Supplied entries:
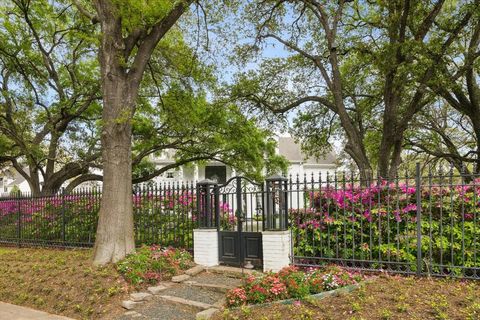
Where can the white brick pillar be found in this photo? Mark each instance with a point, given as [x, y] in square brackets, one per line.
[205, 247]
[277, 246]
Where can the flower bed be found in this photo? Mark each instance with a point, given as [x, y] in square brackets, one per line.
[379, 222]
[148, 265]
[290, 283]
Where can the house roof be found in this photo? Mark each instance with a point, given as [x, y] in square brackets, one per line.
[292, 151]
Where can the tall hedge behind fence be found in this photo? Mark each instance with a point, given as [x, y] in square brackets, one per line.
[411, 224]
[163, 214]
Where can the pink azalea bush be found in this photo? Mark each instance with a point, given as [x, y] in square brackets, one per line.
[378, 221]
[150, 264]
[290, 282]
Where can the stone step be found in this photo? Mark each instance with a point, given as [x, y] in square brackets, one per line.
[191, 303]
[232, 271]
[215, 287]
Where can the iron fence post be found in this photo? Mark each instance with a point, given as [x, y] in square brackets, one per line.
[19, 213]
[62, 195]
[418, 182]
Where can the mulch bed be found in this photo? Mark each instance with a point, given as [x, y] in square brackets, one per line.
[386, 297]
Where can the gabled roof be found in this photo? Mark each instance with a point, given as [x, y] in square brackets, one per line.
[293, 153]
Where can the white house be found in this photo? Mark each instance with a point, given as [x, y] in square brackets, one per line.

What the exercise asks: Rewrite every line of the records above, requests included, adding 78 to both the x and y coordinates of each answer point, and leave out the pictures.

Written solution:
Where can the white brick pillar be found in this photo? Mark each instance with a point, given as [x, y] in square brackets, one per line.
[283, 325]
[355, 324]
Where can the flower bed be found in this photo? Mark each instance with a point, given as [x, y] in square brackets, one per line.
[457, 300]
[226, 343]
[368, 361]
Where can the house roof be found in this photo? Mark each instance with a point, given as [x, y] in square brackets, one per line.
[370, 229]
Where can the tall hedge behind fence be found in this photo? Mark each instance with a point, given as [x, y] in square brackets, one per line.
[489, 302]
[241, 292]
Where can the pink azalea bush be found in this photo? Mark each instance with a point, given as [x, y] in square brackets, one per line.
[456, 299]
[228, 342]
[368, 360]
Where can the stone step be found in this photo? Mark each instance with a point, given as [x, y] in square brackets, one per line.
[269, 381]
[310, 349]
[293, 365]
Where can the iron fence post be found in this photo? Mark each instance with a point, given as [x, y] in square brackets, one per line.
[97, 291]
[140, 273]
[496, 260]
Where can the mulch bed be found in this photo? Mark each instance with a point, given as [x, y] in square brackets, one per line.
[464, 375]
Where can the gabled roof be found in this photo? Mark each instance with a point, given as [x, y] in square brackets, one per line.
[371, 231]
Where can the white house be found in this photo? Mark each instance with a point, given as [x, y] in square brackets, one per line.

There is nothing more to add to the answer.